> _Task objective_: Copy the records below word for word, omitting the pictures.
** start of Input data **
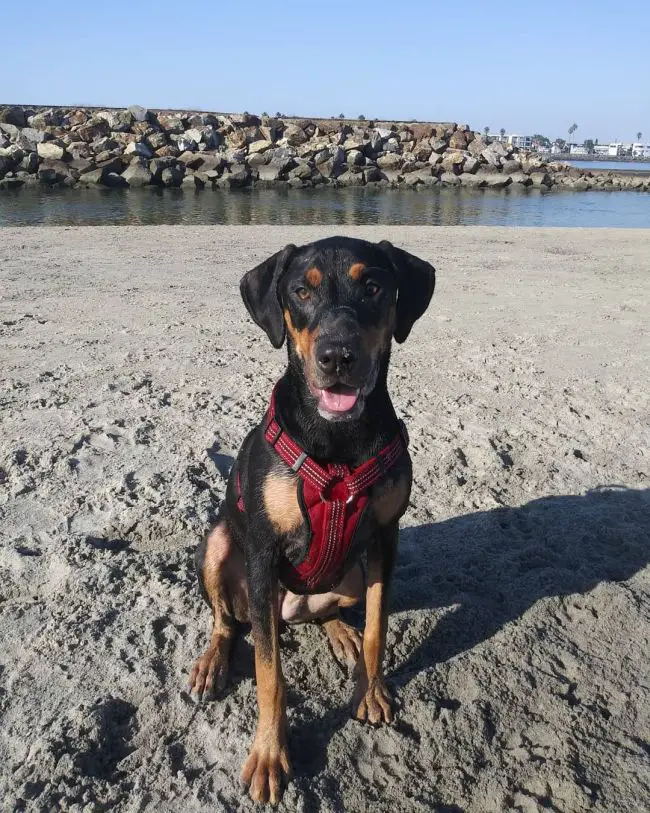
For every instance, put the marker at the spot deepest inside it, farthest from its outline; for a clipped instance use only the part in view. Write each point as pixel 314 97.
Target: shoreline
pixel 136 147
pixel 130 374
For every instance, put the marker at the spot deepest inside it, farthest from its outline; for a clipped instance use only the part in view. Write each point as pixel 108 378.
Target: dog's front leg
pixel 372 701
pixel 268 761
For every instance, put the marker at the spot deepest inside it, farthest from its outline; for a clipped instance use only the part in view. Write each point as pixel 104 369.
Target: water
pixel 434 207
pixel 638 167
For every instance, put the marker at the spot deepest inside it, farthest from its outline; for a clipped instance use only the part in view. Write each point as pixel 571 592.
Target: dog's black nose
pixel 336 358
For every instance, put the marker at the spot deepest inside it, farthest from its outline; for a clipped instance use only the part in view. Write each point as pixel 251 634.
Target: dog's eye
pixel 371 289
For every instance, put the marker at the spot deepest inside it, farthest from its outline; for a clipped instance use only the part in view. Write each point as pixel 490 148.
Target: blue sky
pixel 528 67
** end of Input data **
> _Task response_:
For every instance, put the marker at the spot deepest inside it, farthest from its outline; for a clipped instance use only the part in view. Write each point as pixel 314 97.
Target: shoreline
pixel 136 147
pixel 130 374
For every instance, put the marker at the spot deepest inside it, farthest from its outline; for a clipped instance use only the part in view. Write each point as pixel 108 378.
Target: dog's front leg
pixel 372 701
pixel 268 761
For every instance, put the marker at the spot deepest inside it, farthest from its outline; for a clipped instance use only the part in view. Write each point as pixel 104 369.
Target: water
pixel 434 207
pixel 638 167
For every instance, put the marker at the spot deepest inside it, farthest from its outline; for a clipped instance use only the part in view. Write each point as pixel 571 592.
Target: dog's black nose
pixel 336 358
For every instance, put the marker at the spot deepest inside it, farthest from its outline; for a clipped instance use only the part in view. Write each point as pixel 251 634.
Target: dog's eye
pixel 371 289
For every instance, put the marker at the spot deepest inside it, farthest from its outline; for a clipped instance use only the part in view. Write each point as pixel 490 148.
Target: blue sky
pixel 528 67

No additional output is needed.